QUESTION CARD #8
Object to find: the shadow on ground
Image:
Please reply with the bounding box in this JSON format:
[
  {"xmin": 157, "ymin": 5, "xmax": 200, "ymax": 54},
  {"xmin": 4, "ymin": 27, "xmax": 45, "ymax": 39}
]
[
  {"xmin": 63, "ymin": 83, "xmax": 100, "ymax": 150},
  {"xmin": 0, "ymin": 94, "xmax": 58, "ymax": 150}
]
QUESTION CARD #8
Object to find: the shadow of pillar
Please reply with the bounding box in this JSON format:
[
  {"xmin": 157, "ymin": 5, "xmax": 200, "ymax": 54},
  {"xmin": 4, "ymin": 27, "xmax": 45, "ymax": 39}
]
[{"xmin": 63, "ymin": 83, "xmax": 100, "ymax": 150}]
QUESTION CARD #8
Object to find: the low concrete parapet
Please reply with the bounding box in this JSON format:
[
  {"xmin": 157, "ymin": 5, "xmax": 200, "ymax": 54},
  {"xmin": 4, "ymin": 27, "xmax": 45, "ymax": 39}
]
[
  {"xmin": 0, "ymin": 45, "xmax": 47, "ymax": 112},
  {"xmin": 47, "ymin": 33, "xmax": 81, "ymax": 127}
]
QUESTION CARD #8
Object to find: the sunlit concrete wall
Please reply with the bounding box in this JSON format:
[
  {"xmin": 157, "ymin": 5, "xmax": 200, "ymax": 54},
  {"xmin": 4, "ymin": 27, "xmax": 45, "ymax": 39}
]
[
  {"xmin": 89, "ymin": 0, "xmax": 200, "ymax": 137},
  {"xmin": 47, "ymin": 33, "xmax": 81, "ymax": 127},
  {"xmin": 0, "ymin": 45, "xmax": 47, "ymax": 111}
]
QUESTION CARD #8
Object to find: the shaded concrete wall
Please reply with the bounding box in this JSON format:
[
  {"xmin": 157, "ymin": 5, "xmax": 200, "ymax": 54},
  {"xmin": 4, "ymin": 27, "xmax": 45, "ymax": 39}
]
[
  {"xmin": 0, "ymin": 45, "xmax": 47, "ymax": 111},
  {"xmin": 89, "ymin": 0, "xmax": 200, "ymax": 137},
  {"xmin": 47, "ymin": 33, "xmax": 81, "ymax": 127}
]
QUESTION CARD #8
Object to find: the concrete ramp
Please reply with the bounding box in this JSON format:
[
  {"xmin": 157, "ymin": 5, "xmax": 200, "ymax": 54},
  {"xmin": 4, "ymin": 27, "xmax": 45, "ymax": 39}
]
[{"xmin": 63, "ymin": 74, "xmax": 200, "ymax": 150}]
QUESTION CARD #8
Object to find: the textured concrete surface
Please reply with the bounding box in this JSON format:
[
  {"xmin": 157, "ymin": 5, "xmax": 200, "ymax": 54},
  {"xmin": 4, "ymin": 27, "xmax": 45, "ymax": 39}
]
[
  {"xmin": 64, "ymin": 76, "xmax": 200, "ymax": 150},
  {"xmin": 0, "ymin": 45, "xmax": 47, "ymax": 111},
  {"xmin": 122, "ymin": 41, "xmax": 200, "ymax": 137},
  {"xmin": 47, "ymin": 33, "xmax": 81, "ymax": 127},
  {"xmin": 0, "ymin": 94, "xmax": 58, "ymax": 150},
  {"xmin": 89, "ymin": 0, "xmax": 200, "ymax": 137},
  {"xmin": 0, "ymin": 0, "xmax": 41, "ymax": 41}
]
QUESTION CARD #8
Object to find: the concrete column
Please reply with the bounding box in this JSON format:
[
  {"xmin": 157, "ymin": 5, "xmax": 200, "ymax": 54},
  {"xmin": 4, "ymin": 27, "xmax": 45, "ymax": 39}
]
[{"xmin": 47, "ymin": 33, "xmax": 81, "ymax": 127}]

§ Brief: Find each line above that contains the word "Object" with the same capitalization, and copy every such line.

§ Reply:
Object to find: the shadow on ground
Object to find: the shadow of pillar
Object to find: the low concrete parapet
Object to find: the sunlit concrete wall
Object to find: the shaded concrete wall
Object to find: the concrete ramp
Object to find: the textured concrete surface
Object to find: the concrete column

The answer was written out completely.